__REQUEST__: Extract every line of the records that contains the string "fish", treating uppercase and lowercase letters as different.

__Stored dataset items__:
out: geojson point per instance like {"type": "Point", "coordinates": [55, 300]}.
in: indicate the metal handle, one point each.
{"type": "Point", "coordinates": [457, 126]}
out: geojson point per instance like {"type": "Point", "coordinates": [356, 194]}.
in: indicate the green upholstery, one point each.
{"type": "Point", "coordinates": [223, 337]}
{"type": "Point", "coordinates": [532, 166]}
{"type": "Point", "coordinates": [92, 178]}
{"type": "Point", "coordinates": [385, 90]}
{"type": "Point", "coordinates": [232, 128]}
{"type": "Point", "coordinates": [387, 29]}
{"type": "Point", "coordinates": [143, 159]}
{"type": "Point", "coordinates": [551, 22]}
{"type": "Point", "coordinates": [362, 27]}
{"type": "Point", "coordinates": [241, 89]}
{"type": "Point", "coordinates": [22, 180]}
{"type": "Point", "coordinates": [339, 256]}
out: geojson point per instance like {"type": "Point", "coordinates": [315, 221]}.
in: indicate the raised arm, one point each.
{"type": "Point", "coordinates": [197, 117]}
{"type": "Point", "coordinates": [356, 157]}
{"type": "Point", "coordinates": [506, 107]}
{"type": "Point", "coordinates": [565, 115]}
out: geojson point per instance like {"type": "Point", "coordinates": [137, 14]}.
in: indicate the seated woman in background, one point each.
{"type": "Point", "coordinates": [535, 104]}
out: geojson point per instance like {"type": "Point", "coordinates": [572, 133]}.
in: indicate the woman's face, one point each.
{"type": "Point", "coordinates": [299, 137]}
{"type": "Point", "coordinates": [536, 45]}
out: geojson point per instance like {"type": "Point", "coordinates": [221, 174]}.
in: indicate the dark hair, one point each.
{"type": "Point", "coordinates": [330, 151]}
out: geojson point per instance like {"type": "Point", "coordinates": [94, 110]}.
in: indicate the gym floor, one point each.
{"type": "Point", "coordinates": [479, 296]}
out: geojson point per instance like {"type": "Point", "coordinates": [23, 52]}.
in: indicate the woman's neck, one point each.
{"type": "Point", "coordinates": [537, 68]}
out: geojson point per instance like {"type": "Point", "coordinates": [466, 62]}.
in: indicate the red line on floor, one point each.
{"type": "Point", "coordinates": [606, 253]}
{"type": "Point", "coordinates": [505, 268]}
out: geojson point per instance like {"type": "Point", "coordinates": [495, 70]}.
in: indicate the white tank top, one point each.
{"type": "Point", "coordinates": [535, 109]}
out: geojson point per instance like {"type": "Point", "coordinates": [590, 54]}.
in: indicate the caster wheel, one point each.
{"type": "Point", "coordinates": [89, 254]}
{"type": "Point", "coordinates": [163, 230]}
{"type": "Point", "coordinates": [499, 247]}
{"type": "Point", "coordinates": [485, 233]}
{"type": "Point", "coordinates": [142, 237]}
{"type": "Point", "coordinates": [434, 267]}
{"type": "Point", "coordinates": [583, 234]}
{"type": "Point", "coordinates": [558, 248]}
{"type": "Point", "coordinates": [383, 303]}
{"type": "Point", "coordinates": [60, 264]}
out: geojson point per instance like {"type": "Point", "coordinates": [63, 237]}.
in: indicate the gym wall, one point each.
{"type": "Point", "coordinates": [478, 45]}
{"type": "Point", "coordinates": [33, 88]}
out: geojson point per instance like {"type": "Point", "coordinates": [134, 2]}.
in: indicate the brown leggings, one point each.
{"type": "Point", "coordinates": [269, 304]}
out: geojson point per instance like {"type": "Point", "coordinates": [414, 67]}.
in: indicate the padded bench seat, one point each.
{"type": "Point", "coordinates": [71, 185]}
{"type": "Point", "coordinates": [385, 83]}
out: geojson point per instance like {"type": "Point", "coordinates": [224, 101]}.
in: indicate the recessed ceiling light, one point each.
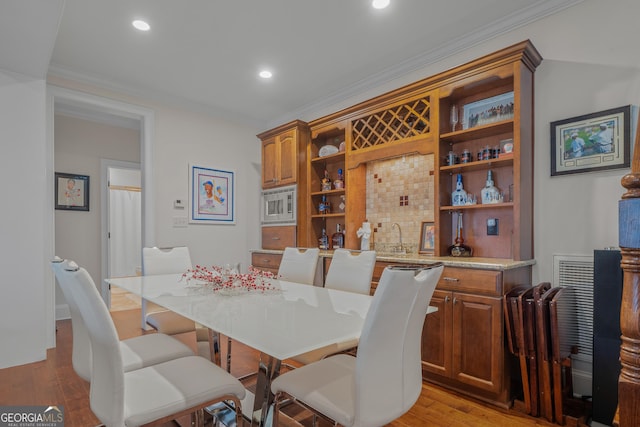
{"type": "Point", "coordinates": [141, 25]}
{"type": "Point", "coordinates": [380, 4]}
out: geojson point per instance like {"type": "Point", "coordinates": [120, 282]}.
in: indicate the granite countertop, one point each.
{"type": "Point", "coordinates": [499, 264]}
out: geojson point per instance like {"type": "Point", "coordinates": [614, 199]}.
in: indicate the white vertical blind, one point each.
{"type": "Point", "coordinates": [125, 232]}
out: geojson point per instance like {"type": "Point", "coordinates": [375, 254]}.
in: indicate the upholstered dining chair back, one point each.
{"type": "Point", "coordinates": [165, 261]}
{"type": "Point", "coordinates": [388, 371]}
{"type": "Point", "coordinates": [299, 265]}
{"type": "Point", "coordinates": [81, 351]}
{"type": "Point", "coordinates": [351, 272]}
{"type": "Point", "coordinates": [107, 375]}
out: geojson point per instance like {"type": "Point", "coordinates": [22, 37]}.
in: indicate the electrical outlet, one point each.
{"type": "Point", "coordinates": [492, 227]}
{"type": "Point", "coordinates": [179, 221]}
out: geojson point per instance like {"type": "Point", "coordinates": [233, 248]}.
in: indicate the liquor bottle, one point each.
{"type": "Point", "coordinates": [490, 194]}
{"type": "Point", "coordinates": [337, 239]}
{"type": "Point", "coordinates": [323, 241]}
{"type": "Point", "coordinates": [459, 249]}
{"type": "Point", "coordinates": [326, 181]}
{"type": "Point", "coordinates": [325, 206]}
{"type": "Point", "coordinates": [339, 182]}
{"type": "Point", "coordinates": [459, 196]}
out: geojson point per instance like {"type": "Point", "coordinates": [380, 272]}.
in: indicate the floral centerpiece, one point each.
{"type": "Point", "coordinates": [231, 281]}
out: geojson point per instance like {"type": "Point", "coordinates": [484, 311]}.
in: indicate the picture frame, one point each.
{"type": "Point", "coordinates": [487, 111]}
{"type": "Point", "coordinates": [211, 195]}
{"type": "Point", "coordinates": [427, 237]}
{"type": "Point", "coordinates": [71, 192]}
{"type": "Point", "coordinates": [591, 142]}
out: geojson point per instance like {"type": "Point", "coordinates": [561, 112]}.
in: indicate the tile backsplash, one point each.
{"type": "Point", "coordinates": [400, 190]}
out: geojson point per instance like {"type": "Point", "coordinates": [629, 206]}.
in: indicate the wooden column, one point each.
{"type": "Point", "coordinates": [629, 241]}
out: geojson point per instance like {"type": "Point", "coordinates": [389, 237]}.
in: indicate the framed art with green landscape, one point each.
{"type": "Point", "coordinates": [593, 142]}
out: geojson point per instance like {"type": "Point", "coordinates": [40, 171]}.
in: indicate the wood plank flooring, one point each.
{"type": "Point", "coordinates": [53, 382]}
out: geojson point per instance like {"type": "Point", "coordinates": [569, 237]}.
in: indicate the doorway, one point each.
{"type": "Point", "coordinates": [60, 98]}
{"type": "Point", "coordinates": [122, 237]}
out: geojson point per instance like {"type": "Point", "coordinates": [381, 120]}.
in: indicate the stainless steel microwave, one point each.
{"type": "Point", "coordinates": [279, 206]}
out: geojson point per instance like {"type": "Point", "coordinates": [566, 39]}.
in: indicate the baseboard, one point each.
{"type": "Point", "coordinates": [582, 383]}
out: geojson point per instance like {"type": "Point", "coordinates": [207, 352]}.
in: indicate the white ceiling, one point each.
{"type": "Point", "coordinates": [206, 53]}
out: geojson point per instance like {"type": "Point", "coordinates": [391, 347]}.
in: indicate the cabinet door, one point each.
{"type": "Point", "coordinates": [269, 163]}
{"type": "Point", "coordinates": [436, 336]}
{"type": "Point", "coordinates": [267, 262]}
{"type": "Point", "coordinates": [288, 158]}
{"type": "Point", "coordinates": [478, 353]}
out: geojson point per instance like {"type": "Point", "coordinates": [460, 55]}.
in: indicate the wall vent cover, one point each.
{"type": "Point", "coordinates": [576, 273]}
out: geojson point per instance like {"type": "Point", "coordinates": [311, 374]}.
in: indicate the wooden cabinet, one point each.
{"type": "Point", "coordinates": [494, 96]}
{"type": "Point", "coordinates": [347, 203]}
{"type": "Point", "coordinates": [282, 154]}
{"type": "Point", "coordinates": [283, 163]}
{"type": "Point", "coordinates": [264, 261]}
{"type": "Point", "coordinates": [463, 342]}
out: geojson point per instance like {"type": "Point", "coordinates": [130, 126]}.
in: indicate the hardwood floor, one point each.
{"type": "Point", "coordinates": [53, 382]}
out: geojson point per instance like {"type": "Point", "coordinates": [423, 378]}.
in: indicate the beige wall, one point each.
{"type": "Point", "coordinates": [79, 146]}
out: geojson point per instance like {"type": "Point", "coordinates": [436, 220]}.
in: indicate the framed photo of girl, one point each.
{"type": "Point", "coordinates": [72, 192]}
{"type": "Point", "coordinates": [593, 142]}
{"type": "Point", "coordinates": [211, 195]}
{"type": "Point", "coordinates": [427, 238]}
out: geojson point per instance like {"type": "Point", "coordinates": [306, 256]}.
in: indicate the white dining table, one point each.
{"type": "Point", "coordinates": [290, 320]}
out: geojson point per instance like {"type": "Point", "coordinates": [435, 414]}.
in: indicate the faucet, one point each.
{"type": "Point", "coordinates": [395, 224]}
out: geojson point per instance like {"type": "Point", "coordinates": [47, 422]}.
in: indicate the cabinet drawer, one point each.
{"type": "Point", "coordinates": [278, 237]}
{"type": "Point", "coordinates": [471, 280]}
{"type": "Point", "coordinates": [269, 262]}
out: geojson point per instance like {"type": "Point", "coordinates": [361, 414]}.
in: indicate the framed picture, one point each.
{"type": "Point", "coordinates": [211, 195]}
{"type": "Point", "coordinates": [72, 192]}
{"type": "Point", "coordinates": [486, 111]}
{"type": "Point", "coordinates": [427, 238]}
{"type": "Point", "coordinates": [592, 142]}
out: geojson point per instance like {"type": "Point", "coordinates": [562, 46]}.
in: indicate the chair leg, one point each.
{"type": "Point", "coordinates": [229, 355]}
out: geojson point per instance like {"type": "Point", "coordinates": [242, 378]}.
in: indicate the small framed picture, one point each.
{"type": "Point", "coordinates": [487, 111]}
{"type": "Point", "coordinates": [211, 195]}
{"type": "Point", "coordinates": [72, 192]}
{"type": "Point", "coordinates": [427, 238]}
{"type": "Point", "coordinates": [592, 142]}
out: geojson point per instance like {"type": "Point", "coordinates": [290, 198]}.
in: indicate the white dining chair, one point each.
{"type": "Point", "coordinates": [166, 261]}
{"type": "Point", "coordinates": [176, 260]}
{"type": "Point", "coordinates": [138, 352]}
{"type": "Point", "coordinates": [299, 265]}
{"type": "Point", "coordinates": [148, 396]}
{"type": "Point", "coordinates": [351, 272]}
{"type": "Point", "coordinates": [384, 380]}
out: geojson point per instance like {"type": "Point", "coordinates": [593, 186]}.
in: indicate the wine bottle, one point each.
{"type": "Point", "coordinates": [324, 207]}
{"type": "Point", "coordinates": [459, 249]}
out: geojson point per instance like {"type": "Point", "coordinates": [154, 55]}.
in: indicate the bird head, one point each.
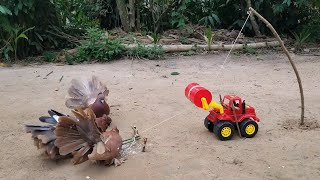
{"type": "Point", "coordinates": [101, 98]}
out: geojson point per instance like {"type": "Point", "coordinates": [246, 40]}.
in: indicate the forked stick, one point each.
{"type": "Point", "coordinates": [274, 32]}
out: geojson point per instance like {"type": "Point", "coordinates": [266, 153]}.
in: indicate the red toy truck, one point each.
{"type": "Point", "coordinates": [232, 113]}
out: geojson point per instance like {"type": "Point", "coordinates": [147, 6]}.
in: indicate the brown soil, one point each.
{"type": "Point", "coordinates": [143, 93]}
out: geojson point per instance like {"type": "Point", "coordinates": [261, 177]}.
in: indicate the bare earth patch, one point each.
{"type": "Point", "coordinates": [144, 93]}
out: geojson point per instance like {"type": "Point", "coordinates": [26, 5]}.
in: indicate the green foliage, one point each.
{"type": "Point", "coordinates": [98, 47]}
{"type": "Point", "coordinates": [50, 56]}
{"type": "Point", "coordinates": [155, 38]}
{"type": "Point", "coordinates": [149, 52]}
{"type": "Point", "coordinates": [301, 37]}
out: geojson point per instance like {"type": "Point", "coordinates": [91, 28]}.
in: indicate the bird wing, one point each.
{"type": "Point", "coordinates": [83, 93]}
{"type": "Point", "coordinates": [77, 135]}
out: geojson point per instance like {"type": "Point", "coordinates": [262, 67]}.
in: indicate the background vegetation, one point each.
{"type": "Point", "coordinates": [34, 27]}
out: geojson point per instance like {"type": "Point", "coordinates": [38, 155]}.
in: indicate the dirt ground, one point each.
{"type": "Point", "coordinates": [144, 93]}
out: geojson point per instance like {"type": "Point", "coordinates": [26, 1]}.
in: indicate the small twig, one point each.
{"type": "Point", "coordinates": [144, 144]}
{"type": "Point", "coordinates": [48, 75]}
{"type": "Point", "coordinates": [61, 79]}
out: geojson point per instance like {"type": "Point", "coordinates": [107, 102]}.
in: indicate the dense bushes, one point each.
{"type": "Point", "coordinates": [31, 27]}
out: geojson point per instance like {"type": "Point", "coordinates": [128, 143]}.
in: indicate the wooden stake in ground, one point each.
{"type": "Point", "coordinates": [274, 32]}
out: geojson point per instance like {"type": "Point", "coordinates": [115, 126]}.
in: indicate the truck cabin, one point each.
{"type": "Point", "coordinates": [238, 104]}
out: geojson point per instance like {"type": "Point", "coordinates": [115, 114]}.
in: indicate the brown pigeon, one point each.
{"type": "Point", "coordinates": [82, 138]}
{"type": "Point", "coordinates": [44, 137]}
{"type": "Point", "coordinates": [91, 93]}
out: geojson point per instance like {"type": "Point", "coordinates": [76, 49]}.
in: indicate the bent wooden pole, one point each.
{"type": "Point", "coordinates": [274, 32]}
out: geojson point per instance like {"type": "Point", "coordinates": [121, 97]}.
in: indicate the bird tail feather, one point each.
{"type": "Point", "coordinates": [82, 93]}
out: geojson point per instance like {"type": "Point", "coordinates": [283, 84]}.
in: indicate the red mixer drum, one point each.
{"type": "Point", "coordinates": [194, 92]}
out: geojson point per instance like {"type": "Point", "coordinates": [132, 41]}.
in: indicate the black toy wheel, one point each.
{"type": "Point", "coordinates": [248, 128]}
{"type": "Point", "coordinates": [208, 124]}
{"type": "Point", "coordinates": [224, 130]}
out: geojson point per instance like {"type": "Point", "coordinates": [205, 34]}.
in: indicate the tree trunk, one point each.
{"type": "Point", "coordinates": [132, 14]}
{"type": "Point", "coordinates": [254, 23]}
{"type": "Point", "coordinates": [138, 27]}
{"type": "Point", "coordinates": [122, 8]}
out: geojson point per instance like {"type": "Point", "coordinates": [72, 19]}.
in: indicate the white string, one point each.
{"type": "Point", "coordinates": [165, 121]}
{"type": "Point", "coordinates": [217, 73]}
{"type": "Point", "coordinates": [234, 42]}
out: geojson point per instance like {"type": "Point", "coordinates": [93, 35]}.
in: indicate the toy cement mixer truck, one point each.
{"type": "Point", "coordinates": [225, 117]}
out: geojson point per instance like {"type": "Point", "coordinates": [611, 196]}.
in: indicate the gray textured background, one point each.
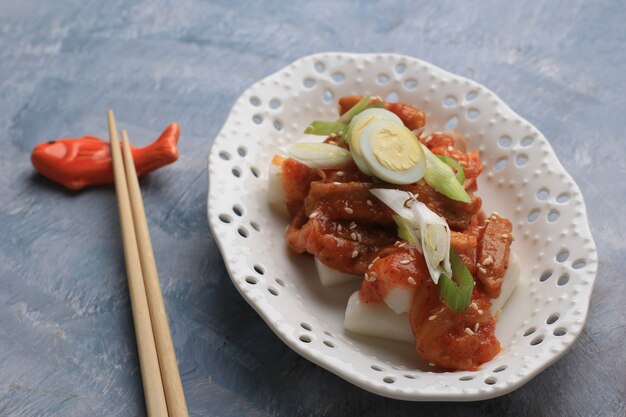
{"type": "Point", "coordinates": [66, 340]}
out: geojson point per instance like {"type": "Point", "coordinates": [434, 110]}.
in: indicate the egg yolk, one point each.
{"type": "Point", "coordinates": [395, 149]}
{"type": "Point", "coordinates": [358, 129]}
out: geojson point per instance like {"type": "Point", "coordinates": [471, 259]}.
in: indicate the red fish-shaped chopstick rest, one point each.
{"type": "Point", "coordinates": [86, 161]}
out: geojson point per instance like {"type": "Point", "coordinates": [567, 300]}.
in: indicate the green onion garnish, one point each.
{"type": "Point", "coordinates": [456, 292]}
{"type": "Point", "coordinates": [452, 163]}
{"type": "Point", "coordinates": [323, 128]}
{"type": "Point", "coordinates": [340, 127]}
{"type": "Point", "coordinates": [442, 178]}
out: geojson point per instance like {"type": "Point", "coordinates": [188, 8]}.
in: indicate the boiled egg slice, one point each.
{"type": "Point", "coordinates": [358, 123]}
{"type": "Point", "coordinates": [392, 152]}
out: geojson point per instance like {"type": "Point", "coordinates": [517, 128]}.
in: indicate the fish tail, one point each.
{"type": "Point", "coordinates": [161, 152]}
{"type": "Point", "coordinates": [166, 144]}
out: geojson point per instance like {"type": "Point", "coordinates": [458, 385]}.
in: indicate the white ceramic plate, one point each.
{"type": "Point", "coordinates": [523, 180]}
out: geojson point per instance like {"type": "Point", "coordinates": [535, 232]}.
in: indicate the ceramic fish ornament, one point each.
{"type": "Point", "coordinates": [86, 161]}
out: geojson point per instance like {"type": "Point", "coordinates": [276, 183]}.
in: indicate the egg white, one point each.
{"type": "Point", "coordinates": [409, 176]}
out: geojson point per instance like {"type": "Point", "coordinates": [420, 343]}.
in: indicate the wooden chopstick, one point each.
{"type": "Point", "coordinates": [148, 361]}
{"type": "Point", "coordinates": [172, 385]}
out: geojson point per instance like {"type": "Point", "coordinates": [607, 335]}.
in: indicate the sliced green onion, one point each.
{"type": "Point", "coordinates": [456, 292]}
{"type": "Point", "coordinates": [323, 128]}
{"type": "Point", "coordinates": [421, 227]}
{"type": "Point", "coordinates": [452, 163]}
{"type": "Point", "coordinates": [441, 177]}
{"type": "Point", "coordinates": [435, 239]}
{"type": "Point", "coordinates": [340, 127]}
{"type": "Point", "coordinates": [319, 155]}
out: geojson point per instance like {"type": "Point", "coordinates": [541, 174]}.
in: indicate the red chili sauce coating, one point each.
{"type": "Point", "coordinates": [336, 219]}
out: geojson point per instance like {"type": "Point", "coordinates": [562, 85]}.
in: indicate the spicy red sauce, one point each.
{"type": "Point", "coordinates": [337, 219]}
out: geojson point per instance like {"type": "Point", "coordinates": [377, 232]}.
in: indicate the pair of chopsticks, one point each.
{"type": "Point", "coordinates": [162, 386]}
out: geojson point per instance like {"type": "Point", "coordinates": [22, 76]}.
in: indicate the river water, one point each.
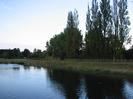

__SOLUTION TO THE PROBLEM__:
in: indicate the red fish-shaped chopstick rest, one point each.
in: indicate the fish tail, one point each.
in: indicate the ceramic fish ornament, one point each.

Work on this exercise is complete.